- **EXERCISE GOAL**: Below is some data. Retype exactly the lines starting at the one with "Target: faucet valve handle" and ending at the one with "Target: white bathtub".

Stored data entries

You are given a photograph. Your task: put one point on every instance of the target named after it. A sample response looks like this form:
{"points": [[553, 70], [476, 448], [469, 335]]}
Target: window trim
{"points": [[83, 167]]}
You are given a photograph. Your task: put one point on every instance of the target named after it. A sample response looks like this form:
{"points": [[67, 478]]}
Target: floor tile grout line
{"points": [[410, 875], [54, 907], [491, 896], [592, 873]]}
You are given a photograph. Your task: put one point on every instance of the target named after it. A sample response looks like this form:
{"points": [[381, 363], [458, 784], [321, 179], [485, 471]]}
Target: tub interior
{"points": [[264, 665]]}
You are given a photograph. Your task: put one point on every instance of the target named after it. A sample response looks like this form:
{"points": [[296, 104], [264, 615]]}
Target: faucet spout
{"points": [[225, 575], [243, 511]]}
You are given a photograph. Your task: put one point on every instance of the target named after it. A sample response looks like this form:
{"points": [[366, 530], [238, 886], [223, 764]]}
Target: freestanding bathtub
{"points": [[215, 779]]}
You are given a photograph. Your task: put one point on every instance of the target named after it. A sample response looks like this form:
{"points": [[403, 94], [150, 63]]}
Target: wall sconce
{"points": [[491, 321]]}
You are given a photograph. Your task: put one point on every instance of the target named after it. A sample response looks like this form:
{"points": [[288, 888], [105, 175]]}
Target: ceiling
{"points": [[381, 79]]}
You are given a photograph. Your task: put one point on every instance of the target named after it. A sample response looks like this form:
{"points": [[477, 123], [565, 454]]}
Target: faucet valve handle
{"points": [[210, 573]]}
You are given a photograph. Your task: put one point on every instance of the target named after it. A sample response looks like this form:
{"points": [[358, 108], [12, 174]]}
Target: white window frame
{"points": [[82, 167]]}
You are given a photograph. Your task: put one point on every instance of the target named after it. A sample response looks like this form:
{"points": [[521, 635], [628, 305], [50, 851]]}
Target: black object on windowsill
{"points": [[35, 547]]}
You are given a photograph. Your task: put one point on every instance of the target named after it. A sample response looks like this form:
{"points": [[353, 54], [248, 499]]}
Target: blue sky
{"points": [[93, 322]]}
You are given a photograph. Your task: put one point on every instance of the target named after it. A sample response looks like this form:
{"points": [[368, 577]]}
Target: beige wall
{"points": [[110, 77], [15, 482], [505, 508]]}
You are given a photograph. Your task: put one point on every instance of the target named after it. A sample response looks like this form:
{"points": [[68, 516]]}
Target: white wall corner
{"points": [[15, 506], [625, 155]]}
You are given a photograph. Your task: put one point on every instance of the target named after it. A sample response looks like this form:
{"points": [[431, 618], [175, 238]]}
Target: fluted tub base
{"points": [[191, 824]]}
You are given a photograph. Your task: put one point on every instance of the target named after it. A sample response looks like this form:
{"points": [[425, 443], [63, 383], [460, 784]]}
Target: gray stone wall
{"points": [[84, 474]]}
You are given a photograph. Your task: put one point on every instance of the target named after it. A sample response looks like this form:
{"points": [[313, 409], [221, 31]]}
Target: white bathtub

==

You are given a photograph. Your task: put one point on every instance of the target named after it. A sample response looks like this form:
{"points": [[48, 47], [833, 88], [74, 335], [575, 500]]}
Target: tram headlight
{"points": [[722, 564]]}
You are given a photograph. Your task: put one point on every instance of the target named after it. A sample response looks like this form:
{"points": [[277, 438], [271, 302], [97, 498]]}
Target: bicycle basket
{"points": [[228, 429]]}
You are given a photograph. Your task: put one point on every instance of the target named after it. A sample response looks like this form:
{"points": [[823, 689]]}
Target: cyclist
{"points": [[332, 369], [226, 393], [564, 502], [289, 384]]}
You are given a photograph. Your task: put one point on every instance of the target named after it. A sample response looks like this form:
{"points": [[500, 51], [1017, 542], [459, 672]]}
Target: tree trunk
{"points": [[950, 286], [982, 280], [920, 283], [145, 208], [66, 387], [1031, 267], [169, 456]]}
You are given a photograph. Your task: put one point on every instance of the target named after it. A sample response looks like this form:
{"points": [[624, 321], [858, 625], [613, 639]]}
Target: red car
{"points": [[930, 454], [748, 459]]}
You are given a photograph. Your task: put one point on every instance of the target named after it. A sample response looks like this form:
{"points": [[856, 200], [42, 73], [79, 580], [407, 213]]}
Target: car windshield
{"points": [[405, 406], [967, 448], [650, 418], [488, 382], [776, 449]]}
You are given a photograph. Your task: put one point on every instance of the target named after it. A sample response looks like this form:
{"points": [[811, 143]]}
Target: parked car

- **YOUR SOLUTION**:
Target: faucet valve handle
{"points": [[210, 573]]}
You are given a photograph. Your task: put one point on every instance of the target named after it. A sample response looks like this form:
{"points": [[358, 108], [12, 174]]}
Target: white window frame
{"points": [[82, 167]]}
You are given a photograph. Your task: put one point on every instance of the target named after it. A sample response looks like this form:
{"points": [[521, 635], [628, 305], [50, 851]]}
Target: black object on windowsill
{"points": [[35, 547]]}
You are given a photograph. Your task: put one point on every instance of the target named after it. A sample response looks like this form:
{"points": [[353, 54], [248, 499]]}
Target: blue sky
{"points": [[93, 322]]}
You are given a photograph. Your task: put one point on every instance of the target named after it. A sample response looks like this form:
{"points": [[368, 577]]}
Target: beige wall
{"points": [[110, 77], [15, 482], [505, 508]]}
You are given a photograph. Your task: put one point on every instance of the target named after it. A sample response looks like this form:
{"points": [[68, 516]]}
Target: white wall corner
{"points": [[15, 506], [625, 155]]}
You are given a photograph. Your task: put one point on every instance of the target named after it. A sample response looks like this form:
{"points": [[431, 618], [175, 238]]}
Target: fluted tub base
{"points": [[191, 824]]}
You are given a photograph. Your task: put one point on every instance of the target named after it. A sample response looks like this form:
{"points": [[425, 443], [63, 383], [460, 784]]}
Target: gray stone wall
{"points": [[84, 474]]}
You are given a photograph. Your task: put one point on every instance of the target named after it. A sample response looks like this form:
{"points": [[313, 409], [221, 31]]}
Target: white bathtub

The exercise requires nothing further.